M/s Katende, Ssempebwa & co advocates who represented the defendant however did not agree with the plaintiffs contentions, They maintained that the defendant never paid out to various staff a meaningful or any retirement package in preparation for the corporation’s subsequent privatisation; that the plaintiffs were never discriminated against, as over 90 of their fellow employees had their employment terminated under the same terms as the plaintiffs. It was their contention that the law governing the plaintiffs’ employment was the Diary Corporation Standing Orders, made on 27th 1995. He further contended that for an employee of the defendant corporation to qualify for the retrenchment benefits under clause 54 of the standing orders, one would have to cease being an employee in the defendant corporation by virtue of the repeal of the Diary Industry Act No.4 of 1967. The said Act was repealed by Diary Industry Act No. 8 of 1998 long after the plaintiffs’ employment had been terminated and as such the plaintiffs do not qualify for retrenchment benefits. Qualification of an employee under clause 10 is limited to those aged 60 and above; none of the plaintiff satisfied this requirement and they instead qualified for terminal benefits under clause 8, which were duly paid to them.

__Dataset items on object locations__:

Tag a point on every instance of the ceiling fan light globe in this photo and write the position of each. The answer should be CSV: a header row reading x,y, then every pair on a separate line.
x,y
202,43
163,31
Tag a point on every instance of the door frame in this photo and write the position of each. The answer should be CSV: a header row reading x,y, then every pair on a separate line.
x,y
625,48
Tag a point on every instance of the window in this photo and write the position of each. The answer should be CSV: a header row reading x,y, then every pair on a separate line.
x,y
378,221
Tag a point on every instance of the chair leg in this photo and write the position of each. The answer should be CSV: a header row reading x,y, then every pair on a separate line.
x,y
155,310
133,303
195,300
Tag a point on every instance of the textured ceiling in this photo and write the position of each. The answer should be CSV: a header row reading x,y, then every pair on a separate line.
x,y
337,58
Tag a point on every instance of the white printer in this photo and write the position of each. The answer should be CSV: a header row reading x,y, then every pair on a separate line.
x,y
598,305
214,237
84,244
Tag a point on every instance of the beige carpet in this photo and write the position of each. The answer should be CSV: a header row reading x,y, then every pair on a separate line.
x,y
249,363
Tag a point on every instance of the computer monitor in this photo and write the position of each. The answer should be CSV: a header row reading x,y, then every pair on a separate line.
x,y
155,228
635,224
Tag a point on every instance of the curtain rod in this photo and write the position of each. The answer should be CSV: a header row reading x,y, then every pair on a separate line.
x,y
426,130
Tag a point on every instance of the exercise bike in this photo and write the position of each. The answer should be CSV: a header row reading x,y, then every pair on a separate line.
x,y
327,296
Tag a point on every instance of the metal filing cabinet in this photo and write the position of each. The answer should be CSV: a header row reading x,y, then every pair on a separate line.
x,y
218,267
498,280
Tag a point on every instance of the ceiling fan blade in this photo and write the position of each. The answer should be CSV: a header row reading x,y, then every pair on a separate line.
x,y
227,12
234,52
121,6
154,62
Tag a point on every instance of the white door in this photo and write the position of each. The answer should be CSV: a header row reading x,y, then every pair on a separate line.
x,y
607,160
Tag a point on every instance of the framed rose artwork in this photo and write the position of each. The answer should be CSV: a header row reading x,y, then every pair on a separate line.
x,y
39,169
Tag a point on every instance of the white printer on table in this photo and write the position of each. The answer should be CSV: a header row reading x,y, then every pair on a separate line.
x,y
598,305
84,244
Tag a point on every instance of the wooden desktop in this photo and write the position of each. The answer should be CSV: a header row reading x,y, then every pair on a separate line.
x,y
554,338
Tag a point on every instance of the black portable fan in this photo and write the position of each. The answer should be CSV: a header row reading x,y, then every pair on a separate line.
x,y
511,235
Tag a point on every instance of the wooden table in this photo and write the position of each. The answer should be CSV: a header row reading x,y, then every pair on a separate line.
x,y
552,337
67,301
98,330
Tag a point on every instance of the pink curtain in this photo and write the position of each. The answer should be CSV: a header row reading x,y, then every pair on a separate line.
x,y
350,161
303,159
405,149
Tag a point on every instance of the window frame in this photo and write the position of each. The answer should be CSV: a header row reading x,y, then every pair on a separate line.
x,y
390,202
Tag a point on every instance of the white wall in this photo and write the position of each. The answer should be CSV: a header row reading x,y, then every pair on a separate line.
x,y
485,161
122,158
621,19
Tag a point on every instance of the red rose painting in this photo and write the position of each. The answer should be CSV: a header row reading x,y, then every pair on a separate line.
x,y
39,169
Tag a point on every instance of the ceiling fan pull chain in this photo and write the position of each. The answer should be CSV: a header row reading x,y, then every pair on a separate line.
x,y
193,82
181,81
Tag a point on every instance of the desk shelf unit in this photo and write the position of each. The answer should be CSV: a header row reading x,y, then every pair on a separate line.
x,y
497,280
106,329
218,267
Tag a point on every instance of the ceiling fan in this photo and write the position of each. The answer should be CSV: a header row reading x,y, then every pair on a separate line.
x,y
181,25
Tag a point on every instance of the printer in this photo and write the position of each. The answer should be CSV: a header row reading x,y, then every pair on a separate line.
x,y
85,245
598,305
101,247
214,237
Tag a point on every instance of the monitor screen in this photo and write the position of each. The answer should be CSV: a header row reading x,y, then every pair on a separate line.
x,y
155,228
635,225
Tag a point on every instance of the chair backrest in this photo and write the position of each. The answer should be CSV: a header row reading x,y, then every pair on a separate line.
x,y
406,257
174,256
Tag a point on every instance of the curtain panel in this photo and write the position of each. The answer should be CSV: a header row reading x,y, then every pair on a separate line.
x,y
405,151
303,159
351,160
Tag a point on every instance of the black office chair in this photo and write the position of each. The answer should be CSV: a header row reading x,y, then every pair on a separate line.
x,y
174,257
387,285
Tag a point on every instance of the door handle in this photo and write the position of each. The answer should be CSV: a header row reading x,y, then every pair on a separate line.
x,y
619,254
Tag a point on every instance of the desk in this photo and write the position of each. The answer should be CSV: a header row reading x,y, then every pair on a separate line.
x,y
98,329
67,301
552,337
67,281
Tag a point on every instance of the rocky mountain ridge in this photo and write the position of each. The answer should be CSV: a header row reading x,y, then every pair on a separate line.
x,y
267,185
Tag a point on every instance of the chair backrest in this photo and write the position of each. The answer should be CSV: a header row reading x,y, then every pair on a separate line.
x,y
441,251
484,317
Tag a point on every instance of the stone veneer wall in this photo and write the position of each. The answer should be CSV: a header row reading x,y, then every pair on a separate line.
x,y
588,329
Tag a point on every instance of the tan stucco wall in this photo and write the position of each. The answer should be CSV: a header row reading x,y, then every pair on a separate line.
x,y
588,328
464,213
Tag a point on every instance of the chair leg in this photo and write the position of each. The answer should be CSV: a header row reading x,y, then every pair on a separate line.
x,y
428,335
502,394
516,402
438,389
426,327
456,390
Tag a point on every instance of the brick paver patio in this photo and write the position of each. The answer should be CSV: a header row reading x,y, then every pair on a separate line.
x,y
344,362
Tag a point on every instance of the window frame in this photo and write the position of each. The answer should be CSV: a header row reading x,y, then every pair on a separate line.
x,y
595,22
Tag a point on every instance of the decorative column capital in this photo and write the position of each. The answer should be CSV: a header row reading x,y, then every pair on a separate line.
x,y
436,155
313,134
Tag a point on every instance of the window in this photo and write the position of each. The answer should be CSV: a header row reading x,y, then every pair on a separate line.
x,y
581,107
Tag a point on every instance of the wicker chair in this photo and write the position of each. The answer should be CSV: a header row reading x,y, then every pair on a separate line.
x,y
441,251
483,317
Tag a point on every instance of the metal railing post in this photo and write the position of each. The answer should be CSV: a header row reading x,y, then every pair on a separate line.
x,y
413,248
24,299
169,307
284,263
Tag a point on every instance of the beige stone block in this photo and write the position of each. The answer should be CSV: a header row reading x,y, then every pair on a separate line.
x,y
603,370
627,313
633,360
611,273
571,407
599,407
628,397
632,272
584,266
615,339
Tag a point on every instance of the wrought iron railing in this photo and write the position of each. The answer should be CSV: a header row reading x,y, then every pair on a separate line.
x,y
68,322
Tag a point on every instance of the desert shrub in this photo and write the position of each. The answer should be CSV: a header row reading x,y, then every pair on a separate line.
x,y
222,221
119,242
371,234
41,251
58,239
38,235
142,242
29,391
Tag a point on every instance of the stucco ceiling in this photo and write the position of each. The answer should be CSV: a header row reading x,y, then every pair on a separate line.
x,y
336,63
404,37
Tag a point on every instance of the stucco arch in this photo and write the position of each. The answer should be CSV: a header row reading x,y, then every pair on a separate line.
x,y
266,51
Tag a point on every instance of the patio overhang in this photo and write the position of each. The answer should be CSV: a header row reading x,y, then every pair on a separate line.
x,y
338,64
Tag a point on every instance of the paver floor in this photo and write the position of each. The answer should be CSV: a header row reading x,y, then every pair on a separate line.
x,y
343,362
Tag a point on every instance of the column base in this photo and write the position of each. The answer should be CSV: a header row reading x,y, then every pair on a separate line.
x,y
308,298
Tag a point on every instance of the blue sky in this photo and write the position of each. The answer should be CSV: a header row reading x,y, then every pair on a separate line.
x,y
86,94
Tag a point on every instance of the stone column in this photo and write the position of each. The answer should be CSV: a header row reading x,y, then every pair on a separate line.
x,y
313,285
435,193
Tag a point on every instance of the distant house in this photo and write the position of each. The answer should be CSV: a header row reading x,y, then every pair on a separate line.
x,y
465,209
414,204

__Stated task__:
In the passage above, which Act repealed the Diary Industry Act No.4 of 1967?

__Correct response__:
The Diary Industry Act No. 8 of 1998.